» Article:
Ce système de notation vocale—auquel Racine va renoncer
progressivement par souci de la perfection grammaticale de la chose
imprimée—se retrouve sous la même forme dans les deux
premières éditions (1670-1675) de Britannicus:
Burrhus
avez-vous vu quels regards furieux
Néron
en me quittant m’a laissé pour Adieux.
C'est une
question oratoire en forme de constat désabusé que formule
Agrippine: le « point d'intonation » indique donc aux lecteurs et
aux comédiens que la voix ne doit surtout pas monter à la fin du
second vers .
Autant dire que
le respect de la ponctuation originale permet de découvrir que celle-ci
est avant tout un guide pour la lecture à haute voix et pour la
déclamation: elle nous invite à lire un texte de
théâtre de cette époque selon la manière même
dont il a été conçu. Racine, qui était
considéré comme le meilleur déclamateur de son temps et
qui faisait répéter à la Champmeslé chaque nuance
de la déclamation de chaque vers, a écrit ses pièces en
les prononçant à voix haute et en notant par la ponctuation
comment elles devaient être déclamées par les
comédiens, et dites par tous ses lecteurs ; jamais il n'aurait
songé en les composant qu'elles pourraient un jour être lues par
des lecteurs formés à la seule lecture silencieuse ou qu'elles
pourraient être jouées de manière « psychologiste
» par des acteurs adeptes de l'une ou l'autre des nombreuses formes de
jeu naturaliste et qui voient dans les alexandrins raciniens une sorte de prose
rimée, Qui osera aujourd'hui lire ces textes à voix haute en
suivant les nuances de la diction impliquées par la versification et
marquées par la ponctuation, goûtera pleinement la beauté
des vers de Racine.

» Consigne 1: Recopiez tout le passage de l'article, depuis « Ce système de » jusqu'à « laissé pour Adieux. ».
» Consigne 2: D'après l'article, pourquoi la voix ne doit-elle surtout pas monter à la fin du second vers cité de Britannicus ?

» Données extraites:
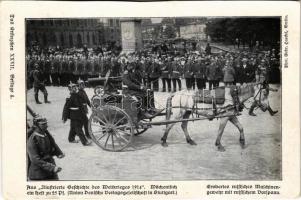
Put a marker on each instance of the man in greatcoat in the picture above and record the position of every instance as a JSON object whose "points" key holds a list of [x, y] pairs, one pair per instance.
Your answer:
{"points": [[41, 147]]}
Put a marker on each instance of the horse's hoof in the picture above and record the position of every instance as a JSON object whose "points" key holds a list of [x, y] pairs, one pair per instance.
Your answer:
{"points": [[164, 144], [191, 142], [221, 148], [242, 143]]}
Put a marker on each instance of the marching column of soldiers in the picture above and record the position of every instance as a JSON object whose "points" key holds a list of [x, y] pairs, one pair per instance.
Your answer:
{"points": [[199, 70]]}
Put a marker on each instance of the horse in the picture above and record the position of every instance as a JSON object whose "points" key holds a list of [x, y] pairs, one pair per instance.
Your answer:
{"points": [[183, 104]]}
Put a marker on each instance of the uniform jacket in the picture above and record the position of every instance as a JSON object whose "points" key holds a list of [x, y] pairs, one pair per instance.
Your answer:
{"points": [[38, 78], [56, 66], [72, 66], [85, 99], [41, 148], [155, 71], [211, 72], [229, 74], [88, 67], [199, 70], [188, 72], [74, 108], [166, 70], [131, 80], [176, 70], [47, 66]]}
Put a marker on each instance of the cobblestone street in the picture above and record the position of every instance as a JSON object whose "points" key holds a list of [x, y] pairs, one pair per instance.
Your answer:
{"points": [[146, 159]]}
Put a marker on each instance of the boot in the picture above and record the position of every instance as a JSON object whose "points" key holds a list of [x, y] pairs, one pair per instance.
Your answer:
{"points": [[252, 109], [46, 100], [271, 111], [37, 99]]}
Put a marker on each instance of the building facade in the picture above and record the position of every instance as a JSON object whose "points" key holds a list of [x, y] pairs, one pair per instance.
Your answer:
{"points": [[72, 32], [112, 29], [193, 31]]}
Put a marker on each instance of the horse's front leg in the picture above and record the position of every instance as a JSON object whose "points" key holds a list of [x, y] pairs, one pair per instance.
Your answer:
{"points": [[238, 125], [164, 138], [168, 128], [222, 125], [184, 128]]}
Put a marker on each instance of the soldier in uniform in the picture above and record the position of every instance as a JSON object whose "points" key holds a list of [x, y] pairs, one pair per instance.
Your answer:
{"points": [[64, 71], [38, 84], [211, 71], [166, 72], [86, 102], [75, 111], [55, 71], [261, 98], [133, 86], [155, 74], [199, 70], [41, 148], [188, 74], [47, 70], [72, 69]]}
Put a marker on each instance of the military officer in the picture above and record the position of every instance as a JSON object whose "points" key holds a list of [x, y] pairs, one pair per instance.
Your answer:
{"points": [[188, 74], [155, 74], [86, 102], [38, 84], [134, 87], [166, 71], [176, 75], [41, 148], [75, 111], [199, 70]]}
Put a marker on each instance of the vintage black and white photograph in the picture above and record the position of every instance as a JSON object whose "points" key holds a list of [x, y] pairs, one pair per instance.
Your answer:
{"points": [[153, 98]]}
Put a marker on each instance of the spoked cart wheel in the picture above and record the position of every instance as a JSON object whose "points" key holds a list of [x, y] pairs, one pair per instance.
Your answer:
{"points": [[111, 128], [140, 130]]}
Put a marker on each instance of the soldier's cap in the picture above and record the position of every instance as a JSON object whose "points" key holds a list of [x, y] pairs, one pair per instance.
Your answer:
{"points": [[71, 85], [39, 120]]}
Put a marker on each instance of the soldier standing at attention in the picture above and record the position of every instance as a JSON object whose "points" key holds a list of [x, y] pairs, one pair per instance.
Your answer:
{"points": [[176, 68], [75, 111], [41, 148], [155, 74], [188, 74], [38, 84], [199, 70], [166, 72], [86, 102]]}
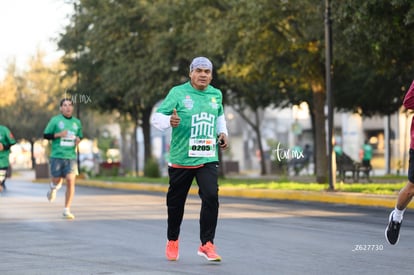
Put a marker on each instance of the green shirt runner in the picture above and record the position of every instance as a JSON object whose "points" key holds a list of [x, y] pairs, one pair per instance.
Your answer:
{"points": [[64, 148], [194, 141], [7, 139]]}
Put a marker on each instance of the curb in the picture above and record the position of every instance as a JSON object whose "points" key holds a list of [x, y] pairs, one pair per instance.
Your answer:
{"points": [[386, 201]]}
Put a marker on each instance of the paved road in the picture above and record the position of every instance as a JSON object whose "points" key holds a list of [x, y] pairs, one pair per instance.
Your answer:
{"points": [[123, 232]]}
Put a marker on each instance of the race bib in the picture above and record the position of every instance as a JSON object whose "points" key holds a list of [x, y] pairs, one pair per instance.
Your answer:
{"points": [[202, 147], [68, 141]]}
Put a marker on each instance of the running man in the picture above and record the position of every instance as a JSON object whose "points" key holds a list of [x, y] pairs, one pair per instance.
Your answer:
{"points": [[392, 232], [195, 112], [65, 132], [7, 140]]}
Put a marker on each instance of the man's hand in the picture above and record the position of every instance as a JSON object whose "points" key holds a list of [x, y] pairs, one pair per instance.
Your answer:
{"points": [[174, 119]]}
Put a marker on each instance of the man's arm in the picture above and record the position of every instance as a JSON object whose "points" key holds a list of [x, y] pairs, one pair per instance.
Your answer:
{"points": [[409, 98]]}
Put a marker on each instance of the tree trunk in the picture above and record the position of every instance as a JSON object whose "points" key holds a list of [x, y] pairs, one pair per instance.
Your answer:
{"points": [[146, 130], [320, 133]]}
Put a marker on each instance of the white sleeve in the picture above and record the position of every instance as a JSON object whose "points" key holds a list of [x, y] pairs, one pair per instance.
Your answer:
{"points": [[221, 125], [160, 121]]}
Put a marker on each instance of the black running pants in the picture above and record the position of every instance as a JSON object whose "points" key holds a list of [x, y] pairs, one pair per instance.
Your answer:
{"points": [[180, 183]]}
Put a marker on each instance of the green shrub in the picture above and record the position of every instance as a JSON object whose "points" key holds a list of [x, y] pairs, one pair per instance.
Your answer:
{"points": [[151, 169]]}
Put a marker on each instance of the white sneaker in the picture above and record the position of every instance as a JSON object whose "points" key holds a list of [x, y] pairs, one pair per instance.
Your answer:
{"points": [[68, 215], [51, 194]]}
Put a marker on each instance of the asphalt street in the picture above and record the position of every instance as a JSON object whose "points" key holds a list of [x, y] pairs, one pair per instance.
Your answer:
{"points": [[124, 232]]}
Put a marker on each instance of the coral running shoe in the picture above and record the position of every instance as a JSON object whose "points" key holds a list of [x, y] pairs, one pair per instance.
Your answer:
{"points": [[208, 251], [171, 250], [67, 215], [392, 232]]}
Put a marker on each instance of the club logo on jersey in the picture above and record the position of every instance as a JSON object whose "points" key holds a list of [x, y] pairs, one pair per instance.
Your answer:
{"points": [[61, 125], [213, 103], [188, 102], [202, 125]]}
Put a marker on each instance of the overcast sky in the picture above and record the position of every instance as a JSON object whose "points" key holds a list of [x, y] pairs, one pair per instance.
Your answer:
{"points": [[28, 25]]}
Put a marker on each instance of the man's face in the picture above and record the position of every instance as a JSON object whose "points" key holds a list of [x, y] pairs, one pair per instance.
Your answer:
{"points": [[201, 78], [67, 108]]}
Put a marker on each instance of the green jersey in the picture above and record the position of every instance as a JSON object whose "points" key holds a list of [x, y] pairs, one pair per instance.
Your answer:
{"points": [[7, 139], [64, 147], [194, 141]]}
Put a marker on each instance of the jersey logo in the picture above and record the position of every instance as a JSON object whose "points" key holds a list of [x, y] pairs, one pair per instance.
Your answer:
{"points": [[188, 102], [202, 125], [213, 103]]}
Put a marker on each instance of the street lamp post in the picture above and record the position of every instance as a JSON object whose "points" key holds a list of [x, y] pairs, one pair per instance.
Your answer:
{"points": [[329, 99]]}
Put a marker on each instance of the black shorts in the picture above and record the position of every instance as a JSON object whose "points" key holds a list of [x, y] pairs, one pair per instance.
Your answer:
{"points": [[411, 166]]}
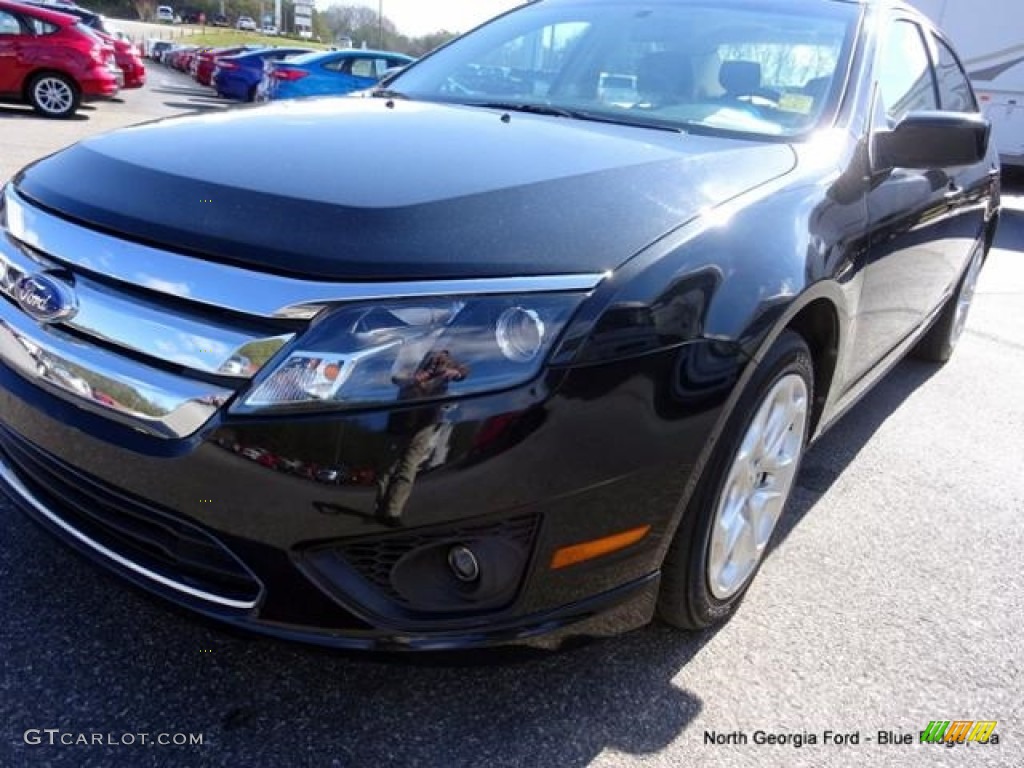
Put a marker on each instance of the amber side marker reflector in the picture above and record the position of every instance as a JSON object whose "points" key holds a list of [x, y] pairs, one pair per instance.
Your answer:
{"points": [[597, 547]]}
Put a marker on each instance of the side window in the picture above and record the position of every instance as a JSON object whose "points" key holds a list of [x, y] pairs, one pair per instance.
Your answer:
{"points": [[367, 68], [905, 73], [954, 89], [40, 28], [8, 24]]}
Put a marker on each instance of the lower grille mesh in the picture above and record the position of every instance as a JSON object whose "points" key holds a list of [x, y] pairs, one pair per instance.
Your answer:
{"points": [[137, 531]]}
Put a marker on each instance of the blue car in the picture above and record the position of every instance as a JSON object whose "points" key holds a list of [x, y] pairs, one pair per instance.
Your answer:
{"points": [[328, 73], [237, 77]]}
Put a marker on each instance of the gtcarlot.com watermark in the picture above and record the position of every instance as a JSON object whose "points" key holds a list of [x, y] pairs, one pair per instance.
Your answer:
{"points": [[56, 736]]}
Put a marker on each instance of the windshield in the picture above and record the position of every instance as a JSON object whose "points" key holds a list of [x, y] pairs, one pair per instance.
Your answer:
{"points": [[708, 67]]}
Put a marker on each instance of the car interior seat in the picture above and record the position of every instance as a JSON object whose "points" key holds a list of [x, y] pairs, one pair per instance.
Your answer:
{"points": [[741, 81], [665, 78]]}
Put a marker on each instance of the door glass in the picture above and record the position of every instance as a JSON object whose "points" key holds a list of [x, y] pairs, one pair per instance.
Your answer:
{"points": [[905, 74], [8, 25], [954, 89]]}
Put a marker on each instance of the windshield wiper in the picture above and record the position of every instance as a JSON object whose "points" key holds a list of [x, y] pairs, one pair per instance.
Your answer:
{"points": [[388, 93], [561, 112], [531, 109]]}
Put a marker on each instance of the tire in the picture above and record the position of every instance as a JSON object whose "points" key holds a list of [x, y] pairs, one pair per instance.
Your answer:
{"points": [[53, 95], [938, 344], [704, 579]]}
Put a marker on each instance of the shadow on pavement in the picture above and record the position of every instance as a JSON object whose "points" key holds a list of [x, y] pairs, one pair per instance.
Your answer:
{"points": [[27, 113], [197, 105]]}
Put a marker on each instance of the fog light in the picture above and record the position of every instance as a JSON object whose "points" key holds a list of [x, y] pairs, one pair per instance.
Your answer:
{"points": [[464, 563], [519, 334]]}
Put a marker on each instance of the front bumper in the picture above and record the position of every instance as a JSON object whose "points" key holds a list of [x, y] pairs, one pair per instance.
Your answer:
{"points": [[216, 525], [337, 528]]}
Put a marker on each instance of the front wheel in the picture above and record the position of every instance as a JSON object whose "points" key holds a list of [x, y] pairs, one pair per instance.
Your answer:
{"points": [[53, 95], [732, 514]]}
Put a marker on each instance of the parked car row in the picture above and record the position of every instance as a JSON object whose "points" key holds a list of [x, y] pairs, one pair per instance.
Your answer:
{"points": [[55, 58], [253, 73], [326, 73]]}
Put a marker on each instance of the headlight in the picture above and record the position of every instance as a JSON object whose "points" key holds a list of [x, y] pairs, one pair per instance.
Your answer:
{"points": [[408, 351]]}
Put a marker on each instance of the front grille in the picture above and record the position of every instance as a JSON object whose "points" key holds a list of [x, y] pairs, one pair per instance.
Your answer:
{"points": [[375, 557], [153, 539]]}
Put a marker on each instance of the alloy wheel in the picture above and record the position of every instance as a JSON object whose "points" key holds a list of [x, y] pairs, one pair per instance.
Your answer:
{"points": [[53, 95], [757, 486]]}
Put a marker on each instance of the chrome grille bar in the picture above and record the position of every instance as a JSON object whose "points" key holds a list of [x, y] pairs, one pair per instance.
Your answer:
{"points": [[145, 398], [231, 288]]}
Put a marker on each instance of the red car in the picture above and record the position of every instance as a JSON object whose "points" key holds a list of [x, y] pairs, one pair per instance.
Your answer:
{"points": [[128, 58], [51, 61], [206, 61], [126, 55]]}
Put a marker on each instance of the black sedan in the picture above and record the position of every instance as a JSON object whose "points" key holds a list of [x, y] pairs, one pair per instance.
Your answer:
{"points": [[527, 342]]}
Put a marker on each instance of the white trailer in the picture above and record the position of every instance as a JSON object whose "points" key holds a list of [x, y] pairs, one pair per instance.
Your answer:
{"points": [[989, 37]]}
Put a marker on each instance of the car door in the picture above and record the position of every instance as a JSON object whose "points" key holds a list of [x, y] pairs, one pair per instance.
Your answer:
{"points": [[12, 42], [971, 186], [920, 220]]}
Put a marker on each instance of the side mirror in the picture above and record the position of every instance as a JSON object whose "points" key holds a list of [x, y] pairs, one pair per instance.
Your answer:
{"points": [[932, 139]]}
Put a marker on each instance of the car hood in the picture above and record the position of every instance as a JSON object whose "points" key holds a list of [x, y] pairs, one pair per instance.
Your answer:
{"points": [[347, 188]]}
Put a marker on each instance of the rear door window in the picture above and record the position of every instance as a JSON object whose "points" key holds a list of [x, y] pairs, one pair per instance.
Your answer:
{"points": [[9, 24]]}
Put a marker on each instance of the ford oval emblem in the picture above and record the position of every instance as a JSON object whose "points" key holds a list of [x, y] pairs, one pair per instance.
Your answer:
{"points": [[45, 298]]}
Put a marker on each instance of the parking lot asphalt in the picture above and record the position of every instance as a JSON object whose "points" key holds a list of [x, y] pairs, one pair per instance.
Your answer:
{"points": [[894, 597]]}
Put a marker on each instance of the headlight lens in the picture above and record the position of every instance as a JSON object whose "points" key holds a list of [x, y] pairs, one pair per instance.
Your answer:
{"points": [[408, 351]]}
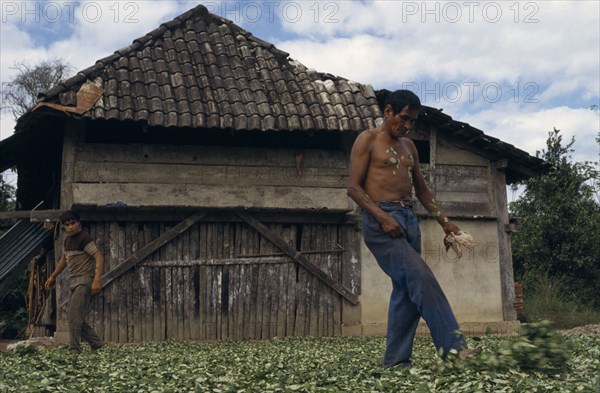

» Réponse rédigée 1:
Ce système de notation vocale—auquel Racine va renoncer
progressivement par souci de la perfection grammaticale de la chose
imprimée—se retrouve sous la même forme dans les deux
premières éditions (1670-1675) de Britannicus:
Burrhus
avez-vous vu quels regards furieux
Néron
en me quittant m’a laissé pour Adieux.

» Réponse rédigée 2: Agrippine y formule une question oratoire sous la forme d'un constat désabusé. Le « point d'intonation » indique donc aux lecteurs et aux comédiens que la voix ne doit pas monter à la fin de ce vers.